### TASK STATEMENT
Reproduce each of the following records without any deviation.

(Records from a dataset)

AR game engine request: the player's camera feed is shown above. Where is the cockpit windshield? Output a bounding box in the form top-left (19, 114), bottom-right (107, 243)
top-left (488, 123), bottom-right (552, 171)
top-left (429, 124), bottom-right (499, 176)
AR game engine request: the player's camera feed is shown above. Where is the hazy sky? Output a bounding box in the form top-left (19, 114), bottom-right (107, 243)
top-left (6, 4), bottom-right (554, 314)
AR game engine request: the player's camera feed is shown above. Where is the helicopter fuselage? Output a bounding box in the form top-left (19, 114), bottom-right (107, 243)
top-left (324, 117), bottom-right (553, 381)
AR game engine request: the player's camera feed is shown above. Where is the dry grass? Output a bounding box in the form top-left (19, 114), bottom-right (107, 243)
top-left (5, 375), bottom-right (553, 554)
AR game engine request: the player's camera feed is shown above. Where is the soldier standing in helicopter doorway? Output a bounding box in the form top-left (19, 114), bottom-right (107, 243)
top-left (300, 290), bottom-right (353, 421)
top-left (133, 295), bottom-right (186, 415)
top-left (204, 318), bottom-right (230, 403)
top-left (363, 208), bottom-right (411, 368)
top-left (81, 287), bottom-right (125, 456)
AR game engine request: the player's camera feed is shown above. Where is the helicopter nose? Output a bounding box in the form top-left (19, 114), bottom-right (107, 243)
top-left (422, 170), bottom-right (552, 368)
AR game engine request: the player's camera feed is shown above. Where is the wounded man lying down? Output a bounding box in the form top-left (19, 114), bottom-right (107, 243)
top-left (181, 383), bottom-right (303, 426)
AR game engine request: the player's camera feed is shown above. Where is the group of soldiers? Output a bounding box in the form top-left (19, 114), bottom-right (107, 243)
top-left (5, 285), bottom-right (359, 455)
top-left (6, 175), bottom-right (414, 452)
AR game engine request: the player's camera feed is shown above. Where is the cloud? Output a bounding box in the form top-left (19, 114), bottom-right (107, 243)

### TASK RESPONSE
AR game engine request: the player's camera feed is shown above. Where is the cockpit windshield? Output a bounding box in the form top-left (19, 114), bottom-right (107, 243)
top-left (488, 123), bottom-right (552, 171)
top-left (429, 124), bottom-right (499, 176)
AR game engine request: the player's camera feed is shown above. Where is the hazy sky? Output a bounding box in the form top-left (19, 114), bottom-right (107, 243)
top-left (6, 4), bottom-right (554, 314)
AR game engine request: the player's camera feed is shown above. Where is the helicopter fuselage? Output a bounding box in the form top-left (19, 114), bottom-right (107, 243)
top-left (324, 117), bottom-right (553, 381)
AR game engine request: the player's camera feed is shown above. Where is the dry grass? Output a bounding box in the form top-left (19, 114), bottom-right (107, 243)
top-left (5, 375), bottom-right (553, 554)
AR game engine request: the player's camera feed is shown above. Where is the soldier standing in helicopter doorway? Output a bounding box in the form top-left (19, 114), bottom-right (107, 243)
top-left (300, 290), bottom-right (353, 421)
top-left (133, 295), bottom-right (186, 415)
top-left (204, 318), bottom-right (230, 403)
top-left (363, 208), bottom-right (411, 368)
top-left (81, 287), bottom-right (125, 456)
AR game engine request: the player's camera feed is shown above. Where is the helicopter nose? Output a bounding box in the form top-left (19, 114), bottom-right (107, 243)
top-left (422, 170), bottom-right (552, 368)
AR game engine request: the player's camera feed is shown above. Where is the wounded man lying down? Output a bounding box in the form top-left (19, 114), bottom-right (107, 243)
top-left (181, 383), bottom-right (303, 426)
AR game engine request: the player's camera feed is shown above. Where is the group of soldiers? Output a bounding box in the form top-left (19, 114), bottom-right (107, 243)
top-left (5, 285), bottom-right (359, 455)
top-left (6, 175), bottom-right (414, 452)
AR game engine request: the player's camera feed is shown above. Where is the cloud? Output a bounding box in the form top-left (19, 114), bottom-right (107, 243)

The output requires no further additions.